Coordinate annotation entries
........
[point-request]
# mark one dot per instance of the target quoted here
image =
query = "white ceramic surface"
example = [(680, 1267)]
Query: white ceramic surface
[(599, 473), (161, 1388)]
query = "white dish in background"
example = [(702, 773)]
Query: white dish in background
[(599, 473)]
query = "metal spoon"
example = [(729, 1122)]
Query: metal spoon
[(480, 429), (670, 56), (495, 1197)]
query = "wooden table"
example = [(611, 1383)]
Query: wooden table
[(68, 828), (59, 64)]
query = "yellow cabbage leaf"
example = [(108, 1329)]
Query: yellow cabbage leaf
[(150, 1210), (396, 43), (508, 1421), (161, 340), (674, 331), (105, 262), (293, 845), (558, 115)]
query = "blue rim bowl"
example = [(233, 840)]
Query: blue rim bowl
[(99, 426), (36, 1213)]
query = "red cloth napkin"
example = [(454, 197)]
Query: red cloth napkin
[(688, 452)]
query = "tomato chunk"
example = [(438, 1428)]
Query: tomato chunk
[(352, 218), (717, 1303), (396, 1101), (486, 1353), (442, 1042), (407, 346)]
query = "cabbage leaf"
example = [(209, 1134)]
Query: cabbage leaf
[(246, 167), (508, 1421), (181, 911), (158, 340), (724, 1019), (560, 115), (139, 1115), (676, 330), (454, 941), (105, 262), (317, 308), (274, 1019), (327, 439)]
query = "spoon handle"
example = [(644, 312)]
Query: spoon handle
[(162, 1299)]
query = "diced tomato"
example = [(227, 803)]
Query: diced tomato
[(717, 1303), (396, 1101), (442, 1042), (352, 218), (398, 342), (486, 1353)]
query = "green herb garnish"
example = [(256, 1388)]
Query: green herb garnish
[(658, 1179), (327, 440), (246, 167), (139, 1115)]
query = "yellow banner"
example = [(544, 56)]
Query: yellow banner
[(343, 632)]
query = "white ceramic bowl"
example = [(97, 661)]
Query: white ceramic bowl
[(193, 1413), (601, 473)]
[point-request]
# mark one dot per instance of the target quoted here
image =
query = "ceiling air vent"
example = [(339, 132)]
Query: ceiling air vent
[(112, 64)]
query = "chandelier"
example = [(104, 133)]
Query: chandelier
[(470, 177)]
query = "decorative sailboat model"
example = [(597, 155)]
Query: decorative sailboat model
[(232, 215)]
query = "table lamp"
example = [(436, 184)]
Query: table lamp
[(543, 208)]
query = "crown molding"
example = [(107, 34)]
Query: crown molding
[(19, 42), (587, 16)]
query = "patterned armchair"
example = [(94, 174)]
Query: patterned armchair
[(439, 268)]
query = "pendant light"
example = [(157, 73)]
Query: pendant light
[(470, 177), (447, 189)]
........
What is being asked: Return, word for word, every line from the first entry up to and including the line that contains "1042), (407, 346)]".

Exercise output:
[point-request]
# mark one dot per instance of the target quoted here
image =
query = "white ceramic surface"
example = [(680, 1267)]
Query: white ceramic surface
[(599, 473), (161, 1388)]
query = "white dish in background"
example = [(702, 773)]
Query: white dish in background
[(599, 473)]
query = "metal spoon"
example = [(729, 1122)]
Query: metal spoon
[(480, 429), (670, 56), (495, 1197)]
query = "wooden table"
example = [(611, 1383)]
Query: wooden table
[(68, 828), (59, 64)]
query = "yellow cabbage leaf"
example = [(108, 1329)]
Query: yellow cabbage leaf
[(150, 1210), (396, 43), (508, 1421), (161, 340), (674, 331), (105, 262), (293, 845), (558, 115)]
query = "blue rim bowl"
example = [(233, 840)]
Query: blue rim bowl
[(99, 426), (36, 1213)]
query = "red cloth napkin"
example = [(454, 197)]
Query: red cloth napkin
[(688, 452)]
query = "tomato chunk"
example = [(438, 1428)]
Query: tomato chunk
[(352, 218), (717, 1303), (396, 1101), (486, 1353), (442, 1042), (407, 346)]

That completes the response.